VORLIEGENDER TEXTAUSZUG:
..............................

Auch die Tatsache, dass der Auftraggeber in anderen Verfahren den Betrag für die Auftragsausführung erhöhte, bedeutet nicht automatisch, dass er verpflichtet ist, diesen Betrag auch in diesem Verfahren zu erhöhen. Es ist immer die Entscheidung des Auftraggebers, die individuell für jedes Verfahren zu treffen ist. (Urteil der VK vom 9. Oktober 2017, KIO 2032/17).
Wie jedoch die Kammer in ihrem Urteil vom 2. März 2018 (KIO 275/2018) ausführt, muss der Auftraggeber bei der Auswahl des günstigsten Angebots, dessen Preis den vor der Angebotseröffnung angegebenen Betrag übersteigt, zunächst versuchen, zusätzliche Mittel zur Auftragsausführung zu besorgen. Erst wenn der Versuch oder die Versuche insoweit misslungen sind, kann der Auftraggeber das Verfahren gem. Art. 93 Abs. 1 Nr. 4 Vergabegesetzes aufheben. Es ist jedoch schwer vorstellbar, dass Bieter beanstanden werden, ob der Auftraggeber versucht hat, zusätzliche Mittel zu finden. Vor allem wäre dies schwierig zu beweisen. Ansonsten ist es schwierig, mit dem Auftraggeber zu streiten – der doch letztlich für die vernünftige Ausgabe öffentlicher Gelder verantwortlich ist – dass er ausreichende Mittel im Budget jedoch hat und sie für die Finanzierung dieses bestimmten Auftrags ausgeben kann.

..............................

DATEN:
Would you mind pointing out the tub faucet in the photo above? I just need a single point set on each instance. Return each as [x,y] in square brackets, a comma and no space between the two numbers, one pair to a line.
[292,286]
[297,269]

..............................

ARBEITSAUFTRÄGE:
- A) Nach welcher Vorschrift des Vergabegesetzes kann der Auftraggeber laut dem Textauszug zur Aufhebung von Vergabeverfahren das Verfahren aufheben?
- B) Schreiben Sie den Textauszug zur Aufhebung von Vergabeverfahren im Anschluss an seinen letzten Satz weiter.
Das Material spielt hierfür keine Rolle.

ANTWORTEN:
- A) Nach Art. 93 Abs. 1 Nr. 4 des Vergabegesetzes.

- B)
Daher scheint die einzige Lösung in dieser Situation darin zu bestehen, dass der Bieter seine Zweifel hinsichtlich des Auftragswerts und der Vergütung in der Phase der Fragen zur Spezifikation der wesentlichen Vertragsbedingungen darlegt. Es wird dem Auftraggeber auch mehr Zeit geben, notwendige Mitteln zu finden.
Auch sollten Bieter nicht darauf verzichten, andere Entscheidungen des Auftraggebers im Verfahren anzufechten, auch wenn der Angebotspreis des Bieters höher ist als das vom Auftraggeber angenommene Budget. Der Bieter hat ein Rechtsschutzinteresse und kann durch die Verletzung des Vergabegesetzes Schaden erleiden, auch wenn die Berufungseinlegung die Nichtigkeit des Verfahrens zur Folge hätte. Es besteht danach immer die Möglichkeit, dass der öffentliche Auftraggeber die Ausschreibung erneut bekanntmacht und einen höheren Betrag für die Auftragsdurchführung bereitstellt.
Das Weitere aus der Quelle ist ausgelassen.